* [Data excerpts]:
□ □ □

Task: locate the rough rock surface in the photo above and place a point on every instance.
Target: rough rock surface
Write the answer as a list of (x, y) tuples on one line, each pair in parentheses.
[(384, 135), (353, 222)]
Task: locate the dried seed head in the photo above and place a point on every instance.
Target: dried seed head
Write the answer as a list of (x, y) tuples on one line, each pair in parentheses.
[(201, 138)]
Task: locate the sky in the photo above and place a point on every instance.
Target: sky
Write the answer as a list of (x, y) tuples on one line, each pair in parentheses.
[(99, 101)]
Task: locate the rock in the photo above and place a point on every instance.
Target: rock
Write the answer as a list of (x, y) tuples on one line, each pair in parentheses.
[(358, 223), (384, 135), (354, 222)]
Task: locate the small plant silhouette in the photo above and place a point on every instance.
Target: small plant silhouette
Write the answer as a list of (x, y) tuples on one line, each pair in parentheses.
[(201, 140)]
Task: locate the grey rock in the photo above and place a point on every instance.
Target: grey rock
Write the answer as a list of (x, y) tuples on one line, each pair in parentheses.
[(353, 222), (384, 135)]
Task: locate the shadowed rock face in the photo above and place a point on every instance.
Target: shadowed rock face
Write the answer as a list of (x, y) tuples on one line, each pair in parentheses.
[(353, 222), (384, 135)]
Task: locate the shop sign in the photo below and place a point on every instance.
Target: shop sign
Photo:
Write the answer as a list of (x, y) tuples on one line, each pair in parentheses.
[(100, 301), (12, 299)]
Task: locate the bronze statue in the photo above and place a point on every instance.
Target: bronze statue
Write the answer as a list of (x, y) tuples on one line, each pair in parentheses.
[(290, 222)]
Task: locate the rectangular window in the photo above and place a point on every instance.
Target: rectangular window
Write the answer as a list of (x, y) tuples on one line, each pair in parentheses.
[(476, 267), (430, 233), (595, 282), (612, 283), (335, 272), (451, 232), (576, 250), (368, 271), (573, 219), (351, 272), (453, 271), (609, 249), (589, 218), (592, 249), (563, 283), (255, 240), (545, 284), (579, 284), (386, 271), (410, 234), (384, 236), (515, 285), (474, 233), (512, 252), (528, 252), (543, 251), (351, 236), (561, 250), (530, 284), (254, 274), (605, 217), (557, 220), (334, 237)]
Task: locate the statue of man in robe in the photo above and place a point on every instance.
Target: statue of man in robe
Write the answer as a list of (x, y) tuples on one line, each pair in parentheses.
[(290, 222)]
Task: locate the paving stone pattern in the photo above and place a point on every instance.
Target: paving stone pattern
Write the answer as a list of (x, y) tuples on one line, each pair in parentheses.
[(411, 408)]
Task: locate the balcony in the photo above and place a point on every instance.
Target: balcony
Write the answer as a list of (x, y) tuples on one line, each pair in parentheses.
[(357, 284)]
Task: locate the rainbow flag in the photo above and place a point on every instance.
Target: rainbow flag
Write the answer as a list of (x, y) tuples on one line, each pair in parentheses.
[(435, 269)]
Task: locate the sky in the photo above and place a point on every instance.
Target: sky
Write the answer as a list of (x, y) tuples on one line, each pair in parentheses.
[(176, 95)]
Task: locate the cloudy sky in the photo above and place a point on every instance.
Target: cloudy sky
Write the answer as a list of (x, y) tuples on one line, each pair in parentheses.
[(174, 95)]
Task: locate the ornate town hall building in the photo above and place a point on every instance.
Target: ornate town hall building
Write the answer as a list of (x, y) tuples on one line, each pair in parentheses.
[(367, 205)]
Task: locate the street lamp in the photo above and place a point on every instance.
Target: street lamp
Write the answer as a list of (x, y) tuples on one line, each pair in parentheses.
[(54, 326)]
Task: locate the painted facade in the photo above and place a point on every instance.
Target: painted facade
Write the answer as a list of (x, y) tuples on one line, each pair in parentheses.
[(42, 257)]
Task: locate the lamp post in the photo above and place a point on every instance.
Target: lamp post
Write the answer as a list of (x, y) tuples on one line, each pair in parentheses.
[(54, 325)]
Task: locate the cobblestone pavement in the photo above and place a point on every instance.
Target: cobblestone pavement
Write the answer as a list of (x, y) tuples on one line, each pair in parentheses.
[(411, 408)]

□ □ □

* [Problem details]: Referring to the material above, set down exactly the lines between the line with "Task: locate the ornate" and the line with "Target: painted facade", inclusive, and no other lines.

* [Problem solution]:
Task: locate the ornate town hall building in the photo above and place a point on every instance.
Target: ornate town hall building
Write the answer as a list of (x, y) tuples on one line, each pair in parentheses.
[(367, 205)]
Task: locate the street lamp in the photo above and place a point on every instance.
Target: street lamp
Write the answer as a list of (x, y) tuples on one line, each pair in parentheses.
[(54, 326)]
Task: locate the painted facade in the photo above and place a point on every instance.
Target: painted facade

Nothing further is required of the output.